:: Goal ::
Please copy every one of the entries below verbatim, keeping each line intact.

····················

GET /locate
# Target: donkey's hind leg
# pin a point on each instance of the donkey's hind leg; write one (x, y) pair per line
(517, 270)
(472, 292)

····················

:: Solution to this exercise ::
GET /locate
# Target: donkey's hind leg
# pin a point on each instance of the donkey's hind leg; write one (x, y) pair per line
(517, 270)
(472, 292)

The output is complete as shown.